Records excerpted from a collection
####################
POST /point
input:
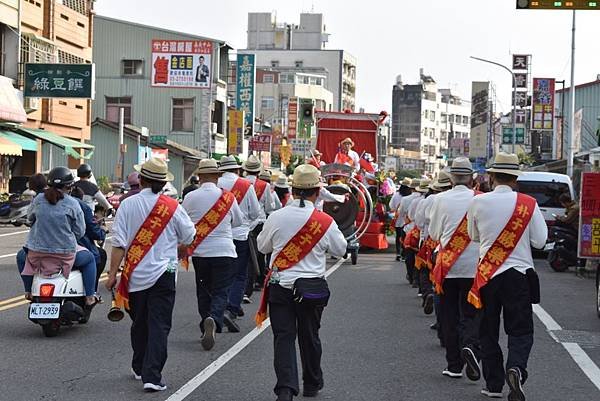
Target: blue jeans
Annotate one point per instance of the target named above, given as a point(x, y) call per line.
point(84, 262)
point(238, 286)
####################
## To do:
Exactly as written, print each entry, leaving all pictures out.

## Answer for the task:
POST /point
input:
Target: blue jeans
Annotate one point per instance of the target named above, given as a point(x, y) call per line.
point(84, 262)
point(238, 286)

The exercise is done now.